* Your instructions
Print the listing below only from the line that has "[(285, 1), (140, 271)]" through the line that has "[(169, 19), (242, 190), (384, 49)]", exactly, and drop any picture.

* Given data
━━━━━━
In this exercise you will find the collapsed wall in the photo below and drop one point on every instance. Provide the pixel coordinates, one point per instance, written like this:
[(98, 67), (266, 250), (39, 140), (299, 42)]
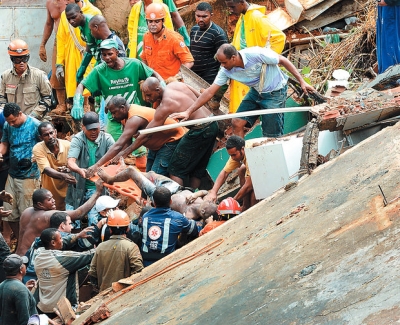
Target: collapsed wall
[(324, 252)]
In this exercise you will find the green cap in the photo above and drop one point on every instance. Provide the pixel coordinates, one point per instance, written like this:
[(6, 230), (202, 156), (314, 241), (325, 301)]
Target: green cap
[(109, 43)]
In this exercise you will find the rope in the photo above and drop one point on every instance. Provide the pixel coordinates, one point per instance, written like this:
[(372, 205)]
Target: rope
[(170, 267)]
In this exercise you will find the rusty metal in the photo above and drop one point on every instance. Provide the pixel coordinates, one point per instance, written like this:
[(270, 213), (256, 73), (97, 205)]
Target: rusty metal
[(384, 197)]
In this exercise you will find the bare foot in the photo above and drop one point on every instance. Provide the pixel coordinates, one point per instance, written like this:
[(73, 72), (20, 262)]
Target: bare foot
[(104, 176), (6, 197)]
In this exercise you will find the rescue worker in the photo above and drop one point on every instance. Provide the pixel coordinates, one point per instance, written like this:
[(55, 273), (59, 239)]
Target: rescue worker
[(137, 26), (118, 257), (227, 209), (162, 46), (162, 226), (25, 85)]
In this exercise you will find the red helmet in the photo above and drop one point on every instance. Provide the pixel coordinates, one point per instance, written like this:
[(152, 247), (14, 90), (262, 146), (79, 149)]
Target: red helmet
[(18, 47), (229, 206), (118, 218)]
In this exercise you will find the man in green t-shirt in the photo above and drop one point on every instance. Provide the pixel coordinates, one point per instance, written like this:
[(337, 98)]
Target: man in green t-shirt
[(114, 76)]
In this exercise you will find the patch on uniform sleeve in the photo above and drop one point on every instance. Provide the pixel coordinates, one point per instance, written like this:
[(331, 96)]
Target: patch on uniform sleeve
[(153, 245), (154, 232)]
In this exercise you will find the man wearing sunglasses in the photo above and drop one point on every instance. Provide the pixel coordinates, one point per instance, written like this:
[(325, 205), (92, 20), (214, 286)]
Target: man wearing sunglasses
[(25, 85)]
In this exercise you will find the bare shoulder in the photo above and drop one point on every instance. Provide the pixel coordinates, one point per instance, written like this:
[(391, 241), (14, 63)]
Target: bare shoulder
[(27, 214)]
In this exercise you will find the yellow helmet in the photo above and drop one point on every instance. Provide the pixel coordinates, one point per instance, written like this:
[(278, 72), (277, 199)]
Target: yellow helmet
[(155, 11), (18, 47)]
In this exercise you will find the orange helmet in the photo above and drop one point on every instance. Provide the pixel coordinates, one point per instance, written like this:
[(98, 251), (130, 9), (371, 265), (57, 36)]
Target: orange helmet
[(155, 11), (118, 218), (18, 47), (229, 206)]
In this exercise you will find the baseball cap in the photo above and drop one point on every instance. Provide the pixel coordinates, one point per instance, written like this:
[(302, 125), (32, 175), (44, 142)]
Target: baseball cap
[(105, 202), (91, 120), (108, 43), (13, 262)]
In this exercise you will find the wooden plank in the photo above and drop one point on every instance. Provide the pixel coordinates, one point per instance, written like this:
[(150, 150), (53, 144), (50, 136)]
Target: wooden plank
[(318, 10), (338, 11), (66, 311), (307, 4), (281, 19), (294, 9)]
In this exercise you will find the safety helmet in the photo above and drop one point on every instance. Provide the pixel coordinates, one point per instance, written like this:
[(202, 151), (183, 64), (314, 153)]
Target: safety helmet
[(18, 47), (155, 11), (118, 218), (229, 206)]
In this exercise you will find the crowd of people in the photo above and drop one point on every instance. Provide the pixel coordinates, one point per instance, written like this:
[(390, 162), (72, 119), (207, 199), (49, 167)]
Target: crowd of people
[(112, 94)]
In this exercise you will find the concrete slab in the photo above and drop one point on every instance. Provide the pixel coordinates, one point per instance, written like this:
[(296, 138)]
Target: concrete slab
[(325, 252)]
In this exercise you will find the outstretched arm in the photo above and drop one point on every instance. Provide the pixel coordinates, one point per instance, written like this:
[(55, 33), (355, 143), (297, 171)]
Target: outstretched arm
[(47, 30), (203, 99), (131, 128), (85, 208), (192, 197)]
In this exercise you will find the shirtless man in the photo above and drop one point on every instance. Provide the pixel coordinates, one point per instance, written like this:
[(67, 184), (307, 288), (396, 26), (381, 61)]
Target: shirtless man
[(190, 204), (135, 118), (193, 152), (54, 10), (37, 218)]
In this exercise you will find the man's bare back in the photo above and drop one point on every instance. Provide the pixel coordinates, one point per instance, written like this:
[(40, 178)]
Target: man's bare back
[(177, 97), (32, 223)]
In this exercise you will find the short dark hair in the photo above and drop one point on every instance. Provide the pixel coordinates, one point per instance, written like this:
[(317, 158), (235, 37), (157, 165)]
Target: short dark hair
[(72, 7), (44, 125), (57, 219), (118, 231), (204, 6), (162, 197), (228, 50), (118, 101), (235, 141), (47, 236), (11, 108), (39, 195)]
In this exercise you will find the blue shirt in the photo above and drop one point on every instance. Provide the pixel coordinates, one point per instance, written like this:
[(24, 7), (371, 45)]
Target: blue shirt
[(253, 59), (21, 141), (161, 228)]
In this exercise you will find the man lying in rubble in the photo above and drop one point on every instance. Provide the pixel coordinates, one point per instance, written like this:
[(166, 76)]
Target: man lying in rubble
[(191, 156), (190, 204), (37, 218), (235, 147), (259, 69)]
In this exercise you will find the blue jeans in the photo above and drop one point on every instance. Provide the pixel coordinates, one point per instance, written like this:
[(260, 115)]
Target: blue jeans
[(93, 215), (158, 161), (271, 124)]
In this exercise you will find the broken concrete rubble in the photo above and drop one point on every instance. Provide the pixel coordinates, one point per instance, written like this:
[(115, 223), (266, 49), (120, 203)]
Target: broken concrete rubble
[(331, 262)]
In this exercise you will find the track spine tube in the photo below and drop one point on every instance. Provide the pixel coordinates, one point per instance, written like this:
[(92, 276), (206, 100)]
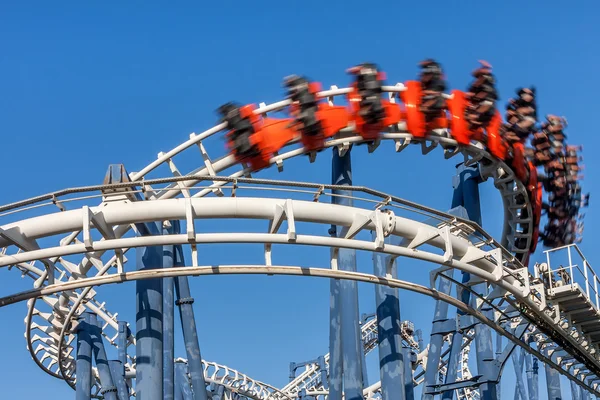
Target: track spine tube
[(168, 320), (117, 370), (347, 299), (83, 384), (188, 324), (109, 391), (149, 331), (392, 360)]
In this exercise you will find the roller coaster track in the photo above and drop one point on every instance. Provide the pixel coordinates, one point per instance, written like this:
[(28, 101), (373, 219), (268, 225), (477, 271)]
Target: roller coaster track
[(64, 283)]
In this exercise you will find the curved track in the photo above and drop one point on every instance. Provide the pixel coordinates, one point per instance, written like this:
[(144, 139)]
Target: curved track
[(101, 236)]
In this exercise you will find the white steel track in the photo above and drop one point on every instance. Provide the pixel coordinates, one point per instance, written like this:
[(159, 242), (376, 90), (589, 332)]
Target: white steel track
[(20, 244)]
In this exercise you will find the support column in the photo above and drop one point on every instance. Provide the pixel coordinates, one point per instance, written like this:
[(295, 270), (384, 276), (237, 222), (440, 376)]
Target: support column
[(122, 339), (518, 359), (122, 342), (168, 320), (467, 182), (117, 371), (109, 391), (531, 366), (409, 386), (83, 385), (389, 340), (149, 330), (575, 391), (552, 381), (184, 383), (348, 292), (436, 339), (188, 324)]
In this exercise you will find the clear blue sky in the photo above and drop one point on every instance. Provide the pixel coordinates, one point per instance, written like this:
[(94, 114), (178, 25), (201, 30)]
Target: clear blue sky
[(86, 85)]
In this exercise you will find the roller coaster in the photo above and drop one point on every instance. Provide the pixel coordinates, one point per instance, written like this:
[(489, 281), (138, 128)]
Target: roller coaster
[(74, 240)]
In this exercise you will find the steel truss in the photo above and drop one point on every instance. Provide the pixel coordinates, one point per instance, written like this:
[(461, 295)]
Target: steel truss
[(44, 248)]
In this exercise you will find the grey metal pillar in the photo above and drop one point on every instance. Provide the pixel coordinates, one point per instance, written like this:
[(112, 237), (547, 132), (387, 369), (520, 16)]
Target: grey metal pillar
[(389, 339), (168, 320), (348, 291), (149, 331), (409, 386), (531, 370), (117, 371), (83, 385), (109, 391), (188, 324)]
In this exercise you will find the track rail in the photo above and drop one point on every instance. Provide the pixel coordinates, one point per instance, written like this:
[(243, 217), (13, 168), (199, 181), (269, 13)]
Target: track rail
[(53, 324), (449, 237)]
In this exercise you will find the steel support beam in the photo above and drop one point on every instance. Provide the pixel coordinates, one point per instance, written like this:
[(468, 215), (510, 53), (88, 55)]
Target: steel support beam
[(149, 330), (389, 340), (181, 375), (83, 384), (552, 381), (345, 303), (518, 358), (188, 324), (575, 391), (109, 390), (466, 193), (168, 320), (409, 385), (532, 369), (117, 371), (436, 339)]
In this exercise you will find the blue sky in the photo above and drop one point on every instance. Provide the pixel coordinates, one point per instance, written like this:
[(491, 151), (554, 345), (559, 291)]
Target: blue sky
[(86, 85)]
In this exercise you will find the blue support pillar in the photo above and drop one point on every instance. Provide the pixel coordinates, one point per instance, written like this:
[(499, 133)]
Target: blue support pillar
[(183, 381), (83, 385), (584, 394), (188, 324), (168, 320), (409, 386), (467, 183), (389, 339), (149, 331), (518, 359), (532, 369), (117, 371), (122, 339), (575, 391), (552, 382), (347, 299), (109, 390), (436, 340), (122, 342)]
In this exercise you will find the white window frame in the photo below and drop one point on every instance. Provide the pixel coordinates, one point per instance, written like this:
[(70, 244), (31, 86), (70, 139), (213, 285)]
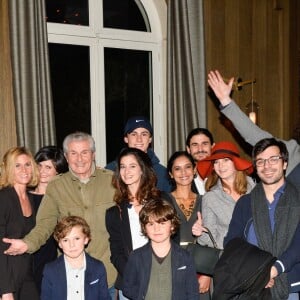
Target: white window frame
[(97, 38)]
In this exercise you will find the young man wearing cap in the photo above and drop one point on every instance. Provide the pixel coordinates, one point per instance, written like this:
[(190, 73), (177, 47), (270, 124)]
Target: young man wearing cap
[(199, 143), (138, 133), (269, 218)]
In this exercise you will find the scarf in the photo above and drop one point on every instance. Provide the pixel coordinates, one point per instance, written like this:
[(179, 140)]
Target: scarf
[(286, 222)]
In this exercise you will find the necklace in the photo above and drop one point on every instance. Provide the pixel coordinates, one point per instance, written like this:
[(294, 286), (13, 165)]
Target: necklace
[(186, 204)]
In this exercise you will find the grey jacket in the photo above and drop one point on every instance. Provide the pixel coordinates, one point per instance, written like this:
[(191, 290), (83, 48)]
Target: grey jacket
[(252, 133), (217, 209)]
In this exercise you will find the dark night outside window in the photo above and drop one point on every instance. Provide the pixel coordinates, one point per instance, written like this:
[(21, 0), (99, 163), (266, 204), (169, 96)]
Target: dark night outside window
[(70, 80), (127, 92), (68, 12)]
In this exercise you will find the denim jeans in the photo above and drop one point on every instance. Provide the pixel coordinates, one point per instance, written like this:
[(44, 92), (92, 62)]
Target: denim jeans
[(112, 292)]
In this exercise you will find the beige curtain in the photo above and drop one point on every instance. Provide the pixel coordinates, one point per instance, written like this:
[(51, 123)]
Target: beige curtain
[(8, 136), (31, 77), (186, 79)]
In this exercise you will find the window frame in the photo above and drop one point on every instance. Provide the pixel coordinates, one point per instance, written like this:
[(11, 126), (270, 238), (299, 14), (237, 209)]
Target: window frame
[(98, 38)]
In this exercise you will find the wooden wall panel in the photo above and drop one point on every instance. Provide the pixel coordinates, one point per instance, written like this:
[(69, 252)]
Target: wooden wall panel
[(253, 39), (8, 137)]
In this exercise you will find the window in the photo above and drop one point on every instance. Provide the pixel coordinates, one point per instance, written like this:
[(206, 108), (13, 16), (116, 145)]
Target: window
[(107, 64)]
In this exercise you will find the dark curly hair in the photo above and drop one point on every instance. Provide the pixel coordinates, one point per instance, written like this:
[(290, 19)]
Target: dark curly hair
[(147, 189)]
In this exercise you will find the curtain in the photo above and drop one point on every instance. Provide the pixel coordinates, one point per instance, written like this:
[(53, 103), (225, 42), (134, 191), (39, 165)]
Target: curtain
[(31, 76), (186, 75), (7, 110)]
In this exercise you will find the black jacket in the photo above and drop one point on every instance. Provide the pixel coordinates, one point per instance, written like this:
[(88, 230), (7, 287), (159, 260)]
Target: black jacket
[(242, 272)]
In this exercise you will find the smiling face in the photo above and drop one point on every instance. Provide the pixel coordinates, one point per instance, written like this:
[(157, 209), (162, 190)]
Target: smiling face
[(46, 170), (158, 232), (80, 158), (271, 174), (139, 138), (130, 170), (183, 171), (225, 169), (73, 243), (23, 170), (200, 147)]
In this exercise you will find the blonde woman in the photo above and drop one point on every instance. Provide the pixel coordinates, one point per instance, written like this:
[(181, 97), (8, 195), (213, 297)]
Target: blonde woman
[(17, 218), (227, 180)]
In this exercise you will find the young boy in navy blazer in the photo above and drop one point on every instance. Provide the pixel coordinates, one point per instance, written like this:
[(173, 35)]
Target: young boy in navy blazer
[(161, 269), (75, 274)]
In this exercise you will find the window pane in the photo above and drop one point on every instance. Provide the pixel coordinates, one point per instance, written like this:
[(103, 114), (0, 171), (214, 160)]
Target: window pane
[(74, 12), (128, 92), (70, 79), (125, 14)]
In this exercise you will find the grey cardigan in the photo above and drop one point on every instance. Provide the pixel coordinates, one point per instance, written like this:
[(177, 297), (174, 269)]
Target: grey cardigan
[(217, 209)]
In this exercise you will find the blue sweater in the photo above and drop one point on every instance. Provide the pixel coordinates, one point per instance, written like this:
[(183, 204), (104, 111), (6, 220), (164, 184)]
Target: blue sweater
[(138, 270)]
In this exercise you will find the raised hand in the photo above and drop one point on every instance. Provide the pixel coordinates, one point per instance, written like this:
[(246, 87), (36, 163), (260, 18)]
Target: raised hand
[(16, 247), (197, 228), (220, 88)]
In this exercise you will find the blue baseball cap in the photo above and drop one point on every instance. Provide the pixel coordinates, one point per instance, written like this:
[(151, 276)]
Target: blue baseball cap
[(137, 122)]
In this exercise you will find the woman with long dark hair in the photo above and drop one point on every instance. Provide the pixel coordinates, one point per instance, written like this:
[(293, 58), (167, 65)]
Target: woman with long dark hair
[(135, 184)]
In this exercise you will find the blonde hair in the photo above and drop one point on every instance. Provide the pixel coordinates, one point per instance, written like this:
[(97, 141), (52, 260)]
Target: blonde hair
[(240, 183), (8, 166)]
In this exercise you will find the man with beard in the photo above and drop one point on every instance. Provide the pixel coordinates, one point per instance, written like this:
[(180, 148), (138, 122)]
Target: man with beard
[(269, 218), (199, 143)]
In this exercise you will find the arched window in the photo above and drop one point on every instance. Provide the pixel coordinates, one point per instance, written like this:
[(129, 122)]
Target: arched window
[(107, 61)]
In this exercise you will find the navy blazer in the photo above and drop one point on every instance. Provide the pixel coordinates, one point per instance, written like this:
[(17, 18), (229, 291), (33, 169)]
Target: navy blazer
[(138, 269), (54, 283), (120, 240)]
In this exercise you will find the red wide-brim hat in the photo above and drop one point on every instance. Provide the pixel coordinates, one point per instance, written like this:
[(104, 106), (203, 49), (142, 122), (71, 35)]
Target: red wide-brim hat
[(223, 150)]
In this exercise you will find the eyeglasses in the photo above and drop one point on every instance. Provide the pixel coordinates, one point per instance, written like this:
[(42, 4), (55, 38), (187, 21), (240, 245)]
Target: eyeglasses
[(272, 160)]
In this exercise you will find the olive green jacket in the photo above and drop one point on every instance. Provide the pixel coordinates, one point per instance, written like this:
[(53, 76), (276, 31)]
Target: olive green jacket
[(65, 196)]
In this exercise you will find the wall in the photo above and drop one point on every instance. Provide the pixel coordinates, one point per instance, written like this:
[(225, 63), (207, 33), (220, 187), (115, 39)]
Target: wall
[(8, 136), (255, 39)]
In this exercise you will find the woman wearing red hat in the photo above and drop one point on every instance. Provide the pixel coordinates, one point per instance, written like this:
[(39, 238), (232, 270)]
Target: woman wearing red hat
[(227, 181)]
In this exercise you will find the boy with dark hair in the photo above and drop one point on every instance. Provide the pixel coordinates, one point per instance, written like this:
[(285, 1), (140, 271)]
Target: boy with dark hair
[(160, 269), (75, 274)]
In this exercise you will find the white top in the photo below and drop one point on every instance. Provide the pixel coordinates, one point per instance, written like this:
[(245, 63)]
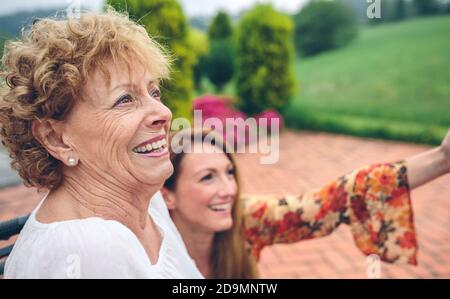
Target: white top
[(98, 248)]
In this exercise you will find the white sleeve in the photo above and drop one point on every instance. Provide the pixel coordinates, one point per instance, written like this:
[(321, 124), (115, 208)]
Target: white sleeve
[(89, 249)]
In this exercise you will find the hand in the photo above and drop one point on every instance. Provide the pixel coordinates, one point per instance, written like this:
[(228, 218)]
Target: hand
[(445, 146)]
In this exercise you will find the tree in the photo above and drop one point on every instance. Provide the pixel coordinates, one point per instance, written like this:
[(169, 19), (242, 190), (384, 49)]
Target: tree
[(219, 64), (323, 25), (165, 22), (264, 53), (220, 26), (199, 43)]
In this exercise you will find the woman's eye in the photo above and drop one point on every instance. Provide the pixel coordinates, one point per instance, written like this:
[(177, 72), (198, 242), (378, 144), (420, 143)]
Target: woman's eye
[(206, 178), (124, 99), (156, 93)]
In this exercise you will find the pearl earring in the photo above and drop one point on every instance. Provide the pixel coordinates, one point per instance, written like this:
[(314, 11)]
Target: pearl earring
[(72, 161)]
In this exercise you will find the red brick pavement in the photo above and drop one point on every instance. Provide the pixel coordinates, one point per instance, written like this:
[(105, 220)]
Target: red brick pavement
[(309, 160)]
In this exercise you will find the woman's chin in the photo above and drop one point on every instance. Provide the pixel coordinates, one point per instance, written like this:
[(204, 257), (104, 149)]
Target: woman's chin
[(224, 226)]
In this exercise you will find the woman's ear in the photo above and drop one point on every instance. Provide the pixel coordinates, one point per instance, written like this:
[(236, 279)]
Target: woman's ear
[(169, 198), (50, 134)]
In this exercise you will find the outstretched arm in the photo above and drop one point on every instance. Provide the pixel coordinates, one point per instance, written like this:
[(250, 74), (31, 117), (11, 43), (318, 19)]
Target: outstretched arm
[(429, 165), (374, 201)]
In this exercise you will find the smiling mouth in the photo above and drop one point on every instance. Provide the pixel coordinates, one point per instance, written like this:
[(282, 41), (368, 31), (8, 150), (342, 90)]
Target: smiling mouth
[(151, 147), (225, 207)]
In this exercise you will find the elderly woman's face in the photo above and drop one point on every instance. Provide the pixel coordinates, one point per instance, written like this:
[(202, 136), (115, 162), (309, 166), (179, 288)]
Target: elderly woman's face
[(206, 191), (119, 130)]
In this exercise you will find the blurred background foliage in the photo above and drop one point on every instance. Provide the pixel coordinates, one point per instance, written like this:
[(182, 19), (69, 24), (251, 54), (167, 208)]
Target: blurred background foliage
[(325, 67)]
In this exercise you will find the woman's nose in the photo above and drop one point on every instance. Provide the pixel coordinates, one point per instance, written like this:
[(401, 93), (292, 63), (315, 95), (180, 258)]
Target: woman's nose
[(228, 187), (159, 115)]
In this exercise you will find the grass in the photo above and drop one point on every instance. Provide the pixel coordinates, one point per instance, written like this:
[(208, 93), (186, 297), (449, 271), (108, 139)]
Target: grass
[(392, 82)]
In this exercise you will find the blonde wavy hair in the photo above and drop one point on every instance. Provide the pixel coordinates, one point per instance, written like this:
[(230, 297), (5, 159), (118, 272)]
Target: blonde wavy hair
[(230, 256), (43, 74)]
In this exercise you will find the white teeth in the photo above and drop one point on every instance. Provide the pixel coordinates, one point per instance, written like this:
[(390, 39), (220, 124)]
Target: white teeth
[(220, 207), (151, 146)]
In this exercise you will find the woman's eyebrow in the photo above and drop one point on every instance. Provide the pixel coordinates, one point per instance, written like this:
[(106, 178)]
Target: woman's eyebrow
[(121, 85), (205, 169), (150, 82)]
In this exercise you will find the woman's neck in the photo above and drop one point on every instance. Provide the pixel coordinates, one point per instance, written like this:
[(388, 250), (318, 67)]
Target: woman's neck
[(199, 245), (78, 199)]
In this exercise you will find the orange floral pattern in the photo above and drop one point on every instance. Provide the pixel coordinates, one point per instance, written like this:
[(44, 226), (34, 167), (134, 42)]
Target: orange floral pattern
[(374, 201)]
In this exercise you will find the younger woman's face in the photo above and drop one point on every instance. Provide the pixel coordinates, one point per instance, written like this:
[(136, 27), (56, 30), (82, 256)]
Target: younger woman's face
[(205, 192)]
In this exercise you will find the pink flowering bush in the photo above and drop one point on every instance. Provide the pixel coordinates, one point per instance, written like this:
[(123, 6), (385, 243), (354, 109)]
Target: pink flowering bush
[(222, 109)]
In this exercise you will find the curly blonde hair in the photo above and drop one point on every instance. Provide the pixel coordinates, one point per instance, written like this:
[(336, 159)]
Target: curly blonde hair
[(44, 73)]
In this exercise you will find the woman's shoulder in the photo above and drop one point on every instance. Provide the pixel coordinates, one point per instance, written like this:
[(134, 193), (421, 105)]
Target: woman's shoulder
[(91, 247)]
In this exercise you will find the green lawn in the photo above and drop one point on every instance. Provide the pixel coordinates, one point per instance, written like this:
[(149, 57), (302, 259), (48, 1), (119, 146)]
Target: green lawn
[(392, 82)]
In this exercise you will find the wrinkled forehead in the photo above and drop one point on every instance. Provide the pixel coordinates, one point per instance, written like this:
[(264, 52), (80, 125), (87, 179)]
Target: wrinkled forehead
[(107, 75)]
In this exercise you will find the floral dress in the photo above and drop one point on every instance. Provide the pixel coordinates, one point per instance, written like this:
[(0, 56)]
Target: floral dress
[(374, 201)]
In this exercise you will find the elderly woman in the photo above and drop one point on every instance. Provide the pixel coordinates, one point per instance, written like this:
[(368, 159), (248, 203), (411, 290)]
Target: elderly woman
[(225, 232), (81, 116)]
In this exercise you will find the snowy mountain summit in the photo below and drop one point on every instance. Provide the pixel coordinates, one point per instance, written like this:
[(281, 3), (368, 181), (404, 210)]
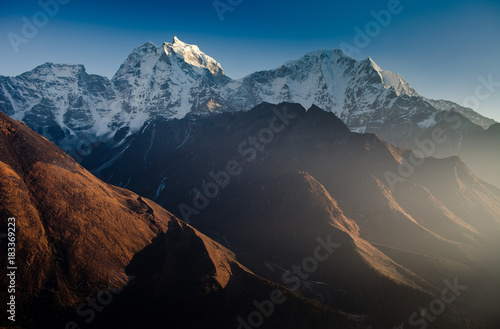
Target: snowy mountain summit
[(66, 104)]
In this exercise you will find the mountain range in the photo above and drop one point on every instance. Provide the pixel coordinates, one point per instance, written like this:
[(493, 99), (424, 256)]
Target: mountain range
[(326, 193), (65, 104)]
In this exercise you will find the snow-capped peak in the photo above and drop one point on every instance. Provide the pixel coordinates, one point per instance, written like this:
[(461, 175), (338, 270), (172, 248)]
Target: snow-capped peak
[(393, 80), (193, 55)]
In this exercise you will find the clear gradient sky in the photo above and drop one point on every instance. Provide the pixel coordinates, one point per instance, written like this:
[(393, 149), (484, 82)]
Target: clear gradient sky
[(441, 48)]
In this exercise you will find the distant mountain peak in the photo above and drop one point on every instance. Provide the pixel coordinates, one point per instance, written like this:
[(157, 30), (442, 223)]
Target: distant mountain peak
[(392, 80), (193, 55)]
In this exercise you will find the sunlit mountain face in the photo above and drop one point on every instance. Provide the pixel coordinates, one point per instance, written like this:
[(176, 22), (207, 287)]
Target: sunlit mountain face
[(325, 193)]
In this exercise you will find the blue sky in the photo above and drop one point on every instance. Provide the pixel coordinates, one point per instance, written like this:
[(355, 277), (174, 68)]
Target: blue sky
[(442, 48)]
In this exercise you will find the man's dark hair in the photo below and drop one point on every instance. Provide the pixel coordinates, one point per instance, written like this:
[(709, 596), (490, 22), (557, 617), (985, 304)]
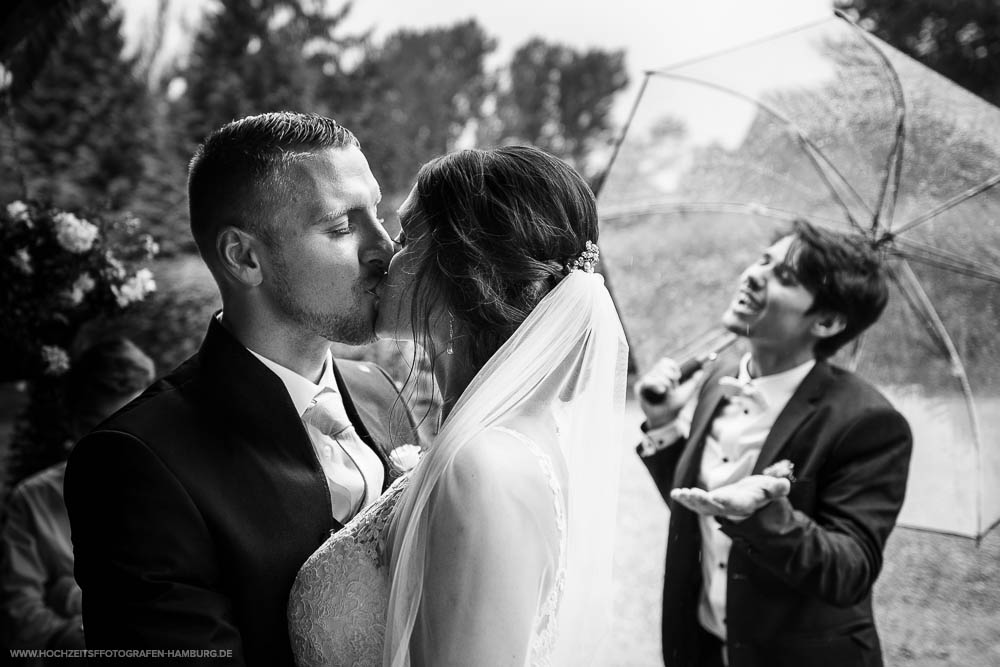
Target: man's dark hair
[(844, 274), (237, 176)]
━━━━━━
* Answer below
[(285, 1), (140, 271)]
Target: boy with dark hair
[(160, 269), (75, 274)]
In this exercise you will find the white top in the photo below and drop one point on every instance. Provide the pixel coordinates, one point per instance, written like this:
[(245, 63)]
Target: white top
[(98, 248)]
In this exercise you will find the white sleeve in the photo above and drop one point on every instance. Provide the pixel coordinates, one point per instance, written like this:
[(321, 124), (115, 208)]
Target: white sleeve
[(89, 249)]
In this exercise you will find the hand in the photo above and drop one point on every instance. Provide the pixel coordinates, one point per instance, written like this:
[(228, 218)]
Target: hand
[(445, 146)]
In this exercise you will find the tree in the photo above and drop one point on every instance. Provide the pixel coordinates, one point per instance, written like this:
[(169, 19), (242, 190), (384, 49)]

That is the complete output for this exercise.